━━━ Data shown ━━━
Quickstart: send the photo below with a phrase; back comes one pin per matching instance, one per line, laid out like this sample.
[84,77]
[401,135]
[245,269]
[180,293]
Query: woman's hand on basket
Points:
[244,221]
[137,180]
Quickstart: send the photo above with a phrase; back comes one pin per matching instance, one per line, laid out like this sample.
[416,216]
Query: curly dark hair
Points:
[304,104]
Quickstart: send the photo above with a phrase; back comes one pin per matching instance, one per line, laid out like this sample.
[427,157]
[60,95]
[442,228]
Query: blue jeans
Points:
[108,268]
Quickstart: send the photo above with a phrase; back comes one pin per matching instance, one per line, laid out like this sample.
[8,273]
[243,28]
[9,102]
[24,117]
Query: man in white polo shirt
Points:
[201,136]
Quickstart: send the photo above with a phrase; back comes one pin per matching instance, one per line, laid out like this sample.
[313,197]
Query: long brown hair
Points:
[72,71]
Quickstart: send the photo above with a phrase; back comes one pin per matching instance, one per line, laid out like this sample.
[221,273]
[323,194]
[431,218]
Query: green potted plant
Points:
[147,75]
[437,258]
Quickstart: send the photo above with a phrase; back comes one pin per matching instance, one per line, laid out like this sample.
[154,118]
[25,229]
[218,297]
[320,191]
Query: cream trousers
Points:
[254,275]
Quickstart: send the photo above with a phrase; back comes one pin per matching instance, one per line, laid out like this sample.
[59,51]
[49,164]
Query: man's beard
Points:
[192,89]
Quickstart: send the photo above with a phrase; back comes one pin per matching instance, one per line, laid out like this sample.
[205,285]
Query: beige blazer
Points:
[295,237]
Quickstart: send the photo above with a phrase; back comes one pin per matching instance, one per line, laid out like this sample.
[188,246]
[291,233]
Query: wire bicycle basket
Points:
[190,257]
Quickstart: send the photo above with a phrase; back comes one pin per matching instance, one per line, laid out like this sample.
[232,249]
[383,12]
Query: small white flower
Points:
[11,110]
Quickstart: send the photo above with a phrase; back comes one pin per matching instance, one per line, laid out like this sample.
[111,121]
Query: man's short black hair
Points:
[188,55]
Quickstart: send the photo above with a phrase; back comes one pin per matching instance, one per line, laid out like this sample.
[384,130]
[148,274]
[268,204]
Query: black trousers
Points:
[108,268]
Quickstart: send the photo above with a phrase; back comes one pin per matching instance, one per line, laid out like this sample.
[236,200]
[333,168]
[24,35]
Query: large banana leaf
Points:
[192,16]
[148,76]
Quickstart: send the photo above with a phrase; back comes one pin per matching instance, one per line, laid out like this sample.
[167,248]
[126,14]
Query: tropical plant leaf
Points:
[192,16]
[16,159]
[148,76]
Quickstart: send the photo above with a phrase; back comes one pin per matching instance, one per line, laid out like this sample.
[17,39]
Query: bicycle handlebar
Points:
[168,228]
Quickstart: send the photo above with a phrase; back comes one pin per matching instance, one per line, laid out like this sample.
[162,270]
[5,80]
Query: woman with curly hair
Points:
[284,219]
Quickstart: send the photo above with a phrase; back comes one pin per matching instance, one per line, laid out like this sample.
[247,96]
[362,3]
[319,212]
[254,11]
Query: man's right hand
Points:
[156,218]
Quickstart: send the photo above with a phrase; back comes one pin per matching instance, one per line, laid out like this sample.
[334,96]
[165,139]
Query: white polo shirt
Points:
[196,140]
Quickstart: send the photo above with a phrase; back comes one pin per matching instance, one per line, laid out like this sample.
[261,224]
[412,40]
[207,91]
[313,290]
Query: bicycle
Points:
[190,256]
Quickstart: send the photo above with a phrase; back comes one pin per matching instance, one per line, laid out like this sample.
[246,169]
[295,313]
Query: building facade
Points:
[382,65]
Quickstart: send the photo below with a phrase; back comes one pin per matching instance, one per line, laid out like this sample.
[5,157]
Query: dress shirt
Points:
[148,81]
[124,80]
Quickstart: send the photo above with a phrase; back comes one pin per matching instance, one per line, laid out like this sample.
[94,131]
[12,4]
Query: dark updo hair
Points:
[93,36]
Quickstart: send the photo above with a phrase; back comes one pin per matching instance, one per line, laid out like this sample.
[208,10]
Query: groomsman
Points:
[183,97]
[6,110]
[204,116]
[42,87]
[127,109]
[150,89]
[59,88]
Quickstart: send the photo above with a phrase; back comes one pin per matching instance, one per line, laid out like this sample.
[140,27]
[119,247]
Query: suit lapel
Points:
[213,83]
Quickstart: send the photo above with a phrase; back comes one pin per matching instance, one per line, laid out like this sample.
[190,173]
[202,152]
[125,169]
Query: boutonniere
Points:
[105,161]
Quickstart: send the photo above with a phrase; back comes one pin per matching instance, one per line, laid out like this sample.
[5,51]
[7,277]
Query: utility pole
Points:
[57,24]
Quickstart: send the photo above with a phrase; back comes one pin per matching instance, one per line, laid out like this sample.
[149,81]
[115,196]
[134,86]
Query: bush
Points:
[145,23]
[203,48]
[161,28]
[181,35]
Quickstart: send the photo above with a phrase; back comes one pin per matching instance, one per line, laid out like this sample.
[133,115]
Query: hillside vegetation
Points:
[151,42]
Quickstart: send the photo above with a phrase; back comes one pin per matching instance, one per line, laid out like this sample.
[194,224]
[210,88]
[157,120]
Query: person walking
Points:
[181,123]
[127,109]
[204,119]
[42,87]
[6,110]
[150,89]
━━━
What you are asked to do — Return only the number of lines in the entries that contain the string "plant".

Problem solution — 2